◆ **Input data**
+--
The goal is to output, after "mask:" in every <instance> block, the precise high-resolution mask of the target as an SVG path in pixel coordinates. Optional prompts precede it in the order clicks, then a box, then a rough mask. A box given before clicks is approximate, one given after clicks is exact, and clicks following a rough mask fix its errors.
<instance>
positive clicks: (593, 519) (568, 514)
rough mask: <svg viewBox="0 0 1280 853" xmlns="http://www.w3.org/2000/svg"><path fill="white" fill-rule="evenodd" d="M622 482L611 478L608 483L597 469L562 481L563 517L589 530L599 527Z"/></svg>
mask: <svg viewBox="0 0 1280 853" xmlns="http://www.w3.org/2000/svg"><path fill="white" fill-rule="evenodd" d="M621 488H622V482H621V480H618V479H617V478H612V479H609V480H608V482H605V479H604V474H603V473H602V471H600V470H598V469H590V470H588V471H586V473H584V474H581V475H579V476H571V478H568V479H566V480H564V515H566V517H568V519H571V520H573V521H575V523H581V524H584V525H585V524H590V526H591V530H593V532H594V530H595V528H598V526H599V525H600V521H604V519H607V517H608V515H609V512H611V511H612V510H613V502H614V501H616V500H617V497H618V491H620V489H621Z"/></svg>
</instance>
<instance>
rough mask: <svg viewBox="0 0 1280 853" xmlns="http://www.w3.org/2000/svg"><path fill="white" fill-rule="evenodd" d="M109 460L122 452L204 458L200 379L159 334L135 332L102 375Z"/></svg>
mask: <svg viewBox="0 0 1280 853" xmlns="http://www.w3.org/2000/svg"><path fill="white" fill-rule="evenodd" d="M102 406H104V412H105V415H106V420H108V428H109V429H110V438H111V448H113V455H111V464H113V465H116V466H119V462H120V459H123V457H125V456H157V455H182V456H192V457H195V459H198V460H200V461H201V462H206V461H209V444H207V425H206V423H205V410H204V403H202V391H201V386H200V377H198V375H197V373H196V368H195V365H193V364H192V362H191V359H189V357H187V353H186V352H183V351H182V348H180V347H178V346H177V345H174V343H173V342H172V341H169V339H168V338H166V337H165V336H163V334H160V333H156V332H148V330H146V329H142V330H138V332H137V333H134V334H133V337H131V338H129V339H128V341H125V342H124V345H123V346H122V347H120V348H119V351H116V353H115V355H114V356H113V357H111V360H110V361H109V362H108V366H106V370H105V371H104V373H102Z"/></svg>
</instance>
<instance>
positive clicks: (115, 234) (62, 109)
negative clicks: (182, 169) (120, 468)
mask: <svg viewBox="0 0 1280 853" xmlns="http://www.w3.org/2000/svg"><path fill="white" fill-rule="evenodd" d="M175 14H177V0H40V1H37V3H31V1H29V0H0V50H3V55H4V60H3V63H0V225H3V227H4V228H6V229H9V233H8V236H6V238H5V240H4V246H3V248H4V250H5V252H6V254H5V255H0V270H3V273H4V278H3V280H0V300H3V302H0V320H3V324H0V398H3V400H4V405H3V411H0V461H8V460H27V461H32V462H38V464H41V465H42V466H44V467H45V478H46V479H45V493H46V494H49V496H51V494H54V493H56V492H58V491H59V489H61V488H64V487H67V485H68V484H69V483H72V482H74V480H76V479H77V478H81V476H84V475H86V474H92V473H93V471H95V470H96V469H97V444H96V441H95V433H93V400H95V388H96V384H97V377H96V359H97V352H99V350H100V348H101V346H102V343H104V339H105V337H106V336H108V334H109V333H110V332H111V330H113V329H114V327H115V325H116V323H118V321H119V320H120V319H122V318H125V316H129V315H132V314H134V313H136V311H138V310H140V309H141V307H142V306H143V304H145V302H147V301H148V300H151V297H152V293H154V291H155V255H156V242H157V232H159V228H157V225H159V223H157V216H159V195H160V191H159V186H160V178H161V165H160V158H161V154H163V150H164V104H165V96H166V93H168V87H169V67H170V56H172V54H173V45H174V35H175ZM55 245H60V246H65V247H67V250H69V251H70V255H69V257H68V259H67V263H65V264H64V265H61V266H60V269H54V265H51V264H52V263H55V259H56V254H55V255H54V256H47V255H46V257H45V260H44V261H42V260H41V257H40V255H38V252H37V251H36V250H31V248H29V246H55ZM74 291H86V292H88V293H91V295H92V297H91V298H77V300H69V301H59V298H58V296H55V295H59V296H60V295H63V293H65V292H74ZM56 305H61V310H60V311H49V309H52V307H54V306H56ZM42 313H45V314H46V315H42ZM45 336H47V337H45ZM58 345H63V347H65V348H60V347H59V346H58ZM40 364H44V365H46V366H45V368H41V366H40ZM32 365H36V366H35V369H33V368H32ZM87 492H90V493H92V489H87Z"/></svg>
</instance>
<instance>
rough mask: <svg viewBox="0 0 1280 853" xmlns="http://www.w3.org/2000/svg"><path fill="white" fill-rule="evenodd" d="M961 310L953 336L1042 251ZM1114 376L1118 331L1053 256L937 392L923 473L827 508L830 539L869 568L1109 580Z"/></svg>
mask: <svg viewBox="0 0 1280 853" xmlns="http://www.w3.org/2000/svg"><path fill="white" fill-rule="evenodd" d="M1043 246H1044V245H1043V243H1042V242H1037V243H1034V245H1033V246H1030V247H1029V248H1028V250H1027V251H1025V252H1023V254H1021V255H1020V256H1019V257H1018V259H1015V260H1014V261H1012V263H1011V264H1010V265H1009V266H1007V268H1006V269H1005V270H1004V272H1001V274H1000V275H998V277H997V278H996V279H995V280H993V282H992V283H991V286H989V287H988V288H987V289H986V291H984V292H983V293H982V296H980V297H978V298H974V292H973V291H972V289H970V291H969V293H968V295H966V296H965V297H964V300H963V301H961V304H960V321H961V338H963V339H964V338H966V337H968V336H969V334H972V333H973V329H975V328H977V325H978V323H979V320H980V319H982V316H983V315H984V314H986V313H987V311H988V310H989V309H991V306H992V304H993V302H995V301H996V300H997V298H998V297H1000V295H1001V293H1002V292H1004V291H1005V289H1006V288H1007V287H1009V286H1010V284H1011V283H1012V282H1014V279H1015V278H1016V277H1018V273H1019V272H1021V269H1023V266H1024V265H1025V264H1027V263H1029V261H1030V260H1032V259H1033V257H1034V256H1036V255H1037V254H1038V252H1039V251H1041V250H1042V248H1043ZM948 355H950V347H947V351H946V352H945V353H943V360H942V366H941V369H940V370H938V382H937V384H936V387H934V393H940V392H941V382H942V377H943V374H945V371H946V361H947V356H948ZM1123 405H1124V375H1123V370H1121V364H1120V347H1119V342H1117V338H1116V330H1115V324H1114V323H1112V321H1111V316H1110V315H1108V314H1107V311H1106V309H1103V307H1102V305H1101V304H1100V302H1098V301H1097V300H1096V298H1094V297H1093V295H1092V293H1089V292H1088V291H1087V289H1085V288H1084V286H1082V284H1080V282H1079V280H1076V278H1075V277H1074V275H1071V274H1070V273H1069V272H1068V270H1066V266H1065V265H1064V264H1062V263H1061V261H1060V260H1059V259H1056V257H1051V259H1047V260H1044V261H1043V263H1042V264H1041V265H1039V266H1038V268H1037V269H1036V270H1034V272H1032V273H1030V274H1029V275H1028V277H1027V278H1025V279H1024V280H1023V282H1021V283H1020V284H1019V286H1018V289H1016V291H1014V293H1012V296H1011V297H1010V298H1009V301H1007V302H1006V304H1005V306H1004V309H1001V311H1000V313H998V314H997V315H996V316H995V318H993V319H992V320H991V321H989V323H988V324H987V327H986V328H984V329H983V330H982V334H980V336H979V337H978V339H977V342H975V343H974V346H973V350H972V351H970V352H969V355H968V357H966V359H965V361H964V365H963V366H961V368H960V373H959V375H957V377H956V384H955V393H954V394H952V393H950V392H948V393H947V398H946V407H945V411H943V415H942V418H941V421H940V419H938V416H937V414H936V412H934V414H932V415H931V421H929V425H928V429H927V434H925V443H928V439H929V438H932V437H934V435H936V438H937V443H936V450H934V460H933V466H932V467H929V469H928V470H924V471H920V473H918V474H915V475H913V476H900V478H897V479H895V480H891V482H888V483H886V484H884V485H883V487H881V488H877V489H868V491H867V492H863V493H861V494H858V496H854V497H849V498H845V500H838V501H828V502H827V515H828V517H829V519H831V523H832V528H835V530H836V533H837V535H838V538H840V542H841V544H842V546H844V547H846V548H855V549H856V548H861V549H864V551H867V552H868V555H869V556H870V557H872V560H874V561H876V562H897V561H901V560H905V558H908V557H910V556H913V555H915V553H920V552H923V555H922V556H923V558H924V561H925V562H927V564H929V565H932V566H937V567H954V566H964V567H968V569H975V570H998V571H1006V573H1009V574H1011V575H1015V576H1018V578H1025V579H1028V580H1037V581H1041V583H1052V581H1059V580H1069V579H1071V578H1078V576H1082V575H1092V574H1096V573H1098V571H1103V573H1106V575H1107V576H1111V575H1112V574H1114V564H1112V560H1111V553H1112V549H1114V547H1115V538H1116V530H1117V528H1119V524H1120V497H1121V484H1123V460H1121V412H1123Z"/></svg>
+--
◆ **Exercise**
Copy the records word for word, beginning with their first line and ending with the line that contains "positive clicks: (593, 519) (568, 514)", both included.

◆ **Answer space**
The goal is to output, after "mask:" in every <instance> block, the precise high-resolution mask of the target as an SVG path in pixel coordinates. Optional prompts precede it in the order clicks, then a box, then a rough mask. A box given before clicks is approximate, one given after clicks is exact, and clicks following a rough mask fix its errors.
<instance>
positive clicks: (593, 519) (568, 514)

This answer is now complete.